POLECENIA:
1. Przepisz dosłownie fragment dyskusji o Gruzji, zaczynając od „Prosiłbym o jakiś” i dalej aż do „rzeczy się dowiaduje...”.
2. Streść dyskusję o Gruzji w dwóch zdaniach.

━━━ DOKUMENT ŹRÓDŁOWY

Prosiłbym o jakiś dowód, że Kaczyński "chciał wysłać wojska do Gruzji". Tylko proszę o konkret, a nie marudzenie pożytecznych idiotów.


Jestem ciekaw jakie szanse maja nasze 950 czolgow w porownaniu z 6000 glowic jadrowych/termojadrowych

To może jeszcze Kaczyński chciał Rosji wypowiedzieć totalną wojnę? Ciekawych rzeczy się dowiaduje...


Taak tyle, że ta misja ma nie byc polska a międzynarodowa a, że w jej skład wejdą i Polacy? Co w tym złego?

Taki, że sens wypowiedzi rosyjskich agentów wpływu/pożytecznych idiotów jest taka, że Gruzja to rosyjska strefa wpływów i Rosja może tam sobie zrobić drugą Czeczenię. A jak ktoś proponuje wysłanie tam dajmy na to rozjemczej misji ONZ(np. takiej, jakie były na Wzgórzach Golan, w Libanie, w Bośni), ten jest "rusofob", "macha szabelką", "jątrzy", itp.

Karo
01-10-2009, 16:41
Taak tyle, że ta misja ma nie byc polska a międzynarodowa a, że w jej skład wejdą i Polacy? Co w tym złego?

━━━━━━
━━━ ZBIÓR DANYCH

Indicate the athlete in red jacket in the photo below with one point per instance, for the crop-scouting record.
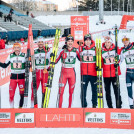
(108, 64)
(2, 44)
(88, 70)
(68, 57)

━━━━━━

ROZWIĄZANE ZADANIA:
1.
Prosiłbym o jakiś dowód, że Kaczyński "chciał wysłać wojska do Gruzji". Tylko proszę o konkret, a nie marudzenie pożytecznych idiotów.


Jestem ciekaw jakie szanse maja nasze 950 czolgow w porownaniu z 6000 glowic jadrowych/termojadrowych

To może jeszcze Kaczyński chciał Rosji wypowiedzieć totalną wojnę? Ciekawych rzeczy się dowiaduje...

2. W dyskusji pada prośba o konkretny dowód, że Kaczyński chciał wysłać wojska do Gruzji, a także pytanie o szanse 950 czołgów wobec 6000 głowic jądrowych lub termojądrowych. Pojawiają się też głosy, że misja miałaby być międzynarodowa, a nie polska, oraz że rosyjscy agenci wpływu i pożyteczni idioci nazywają „rusofobem” każdego, kto proponuje wysłanie do Gruzji rozjemczej misji ONZ.